** Tujuan **
Tulis ulang paragraf bacaan tentang pertanian di Kapur IX yang diawali "Tanaman karet yang menjadi andalan kedua" sebagai daftar poin yang lebih ringkas. Pertahankan fakta-fakta utamanya.

** Bacaan Tersedia **
Padahal warga Kapur IX, apalagi di
sekitar Sialang dan Gelugur, bukan pemalas. Mereka malah pekerja keras.
Bayangkan betapa mereka menghabiskan waktu dan menguras tenaga merambah hutan
membuka ladang gambir, kebun karet, kakao dan sawit. Hanya saja hasilnya amat
tak sebanding dengan tenaga, waktu dan
kerusakan hutan yang terjadi. Maklum, selain pengelolaannya yang sangat
tradisonal, gambir adalah komoditi yang tak diawasi dan tak memiliki standar
kualitas sehingga harganya pun sangat ditentukan negara pembeli, yaitu India,
Pakistan dan Banglades. Ketika produksi melimpah harga pun jatuh. Kini harga
gambir di sana sekitar Rp12 ribu/kg dari sewajarnya sekitar Rp20 ribu.
Tanaman karet yang menjadi andalan kedua
setelah gambir juga belum tersentuh ilmu dan teknik perkebunan. Selain bibitnya
yang tak standar pemeliharannya pun seadanya sehingga sulit membedakan antara
kebun karet dan hutan belukar di sekitarnya. Bisa dimengerti jika produksi dan
kualitasnya rendah. Kini harga karet di Kapur IX cuma sekitar Rp19 ribu dari
normal Rp22 ribu.
Masyarakat Kapur IX, apalagi di sekitar
Gelugur juga bertanam pohon sawit dan kakao. Namun
mereka tampaknya belum paham bahwa sawit dan kakao adalah tanaman industri yang
memerlukan perawatan dan pemupukan secara teratur dan terukur. Buktinya, warga
memperlakukan sawit dan kakao layaknya tanaman tua, dibiarkan tumbuh apa adanya
tanpa disiangi dan tanpa dipupuk layaknya.
Pelepah sawit tak dipangkas dan buahnya tak didodos. Tak aneh kalau
pohon sawit yang sudah setinggi dua meter tak berbuah. Keadaannya mirip pohon enau yang tumbuh liar di hutan.
Nasib tanaman kakao serupa. Pohon kakao
yang seharusnya dipangkas dipupuk dan disiangi dibiarkan tumbuh menghadang
keadaan. Kalau pun berbuah, buahnya jarang dan kecil. Tak berlebihan kalau
usaha rakyat bertanam sawit dan kako terbilang sia-sia. Dan ini cukup jadi
bukti bahwa petani di sini belum terjamah penyuluhan dan pembinaan dari petugas
dinas perkebunan. Akhirnya,
yang terjadi bukan peningkatan kesejahteraan melainkan peningkatan
kesengsaraan. Buktinya, bila harga gambir dan karet jatuh ekonomi jadi lumpuh,
dan di musim hujan beberapa nagari direndam banjir dan irigasi yang ada,
seperti di Durian Tiggi dan Sialang, ikut binasa kdihantam banjir dan longsoran
dari perbukitan yang digunduli untuk kebun gambir, karet dan kakao.

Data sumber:
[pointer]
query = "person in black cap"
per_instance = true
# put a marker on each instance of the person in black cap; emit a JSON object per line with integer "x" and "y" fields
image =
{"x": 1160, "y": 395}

** Jawaban **
- Karet merupakan tanaman andalan kedua setelah gambir, tetapi belum tersentuh ilmu dan teknik perkebunan.
- Bibitnya tidak standar dan pemeliharaannya seadanya.
- Akibatnya, kebun karet sulit dibedakan dari hutan belukar di sekitarnya.
- Produksi dan kualitasnya rendah.
- Harga karet di Kapur IX kini hanya sekitar Rp19 ribu, sedangkan harga normalnya Rp22 ribu.